* Begin *
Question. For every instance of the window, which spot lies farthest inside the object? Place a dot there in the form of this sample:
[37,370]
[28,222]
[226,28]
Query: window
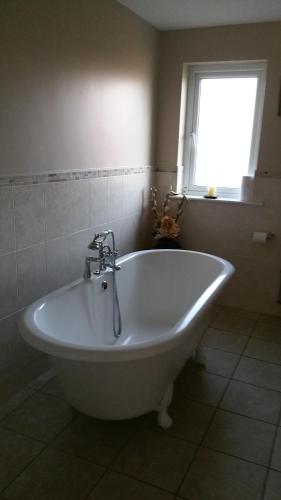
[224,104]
* End *
* Begin *
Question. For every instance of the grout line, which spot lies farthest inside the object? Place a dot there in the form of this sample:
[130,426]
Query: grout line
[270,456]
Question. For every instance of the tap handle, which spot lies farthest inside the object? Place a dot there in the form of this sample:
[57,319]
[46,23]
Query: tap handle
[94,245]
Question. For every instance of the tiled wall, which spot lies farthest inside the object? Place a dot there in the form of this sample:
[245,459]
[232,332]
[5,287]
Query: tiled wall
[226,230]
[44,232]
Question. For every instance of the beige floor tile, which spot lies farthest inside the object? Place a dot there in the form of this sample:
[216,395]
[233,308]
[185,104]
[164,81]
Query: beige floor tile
* End *
* Begin *
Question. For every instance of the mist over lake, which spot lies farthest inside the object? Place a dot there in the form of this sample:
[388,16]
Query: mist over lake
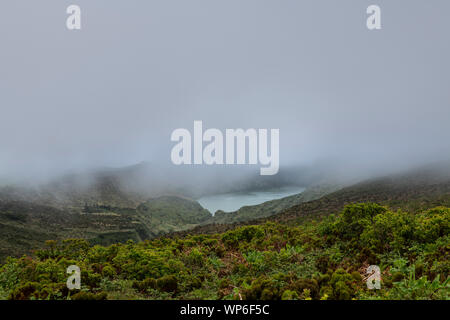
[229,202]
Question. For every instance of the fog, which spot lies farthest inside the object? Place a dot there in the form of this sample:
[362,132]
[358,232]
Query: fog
* End *
## WHAT IS ASKED
Reproduce without changes the lines from the one containing "Question. For every instance of the tiled" up to and including the one containing "Query: beige floor tile".

## FINAL RESULT
Question. For every instance of the tiled wall, which spot lies farthest inside the object? Place a dot there in the form of this sample:
[245,459]
[232,332]
[5,287]
Query: tiled wall
[226,230]
[44,232]
Question. For every instance of the beige floor tile, which spot lies farthest inside the object? Place a dot there in the form of this sample:
[216,395]
[233,308]
[185,104]
[164,81]
Query: beige floor tile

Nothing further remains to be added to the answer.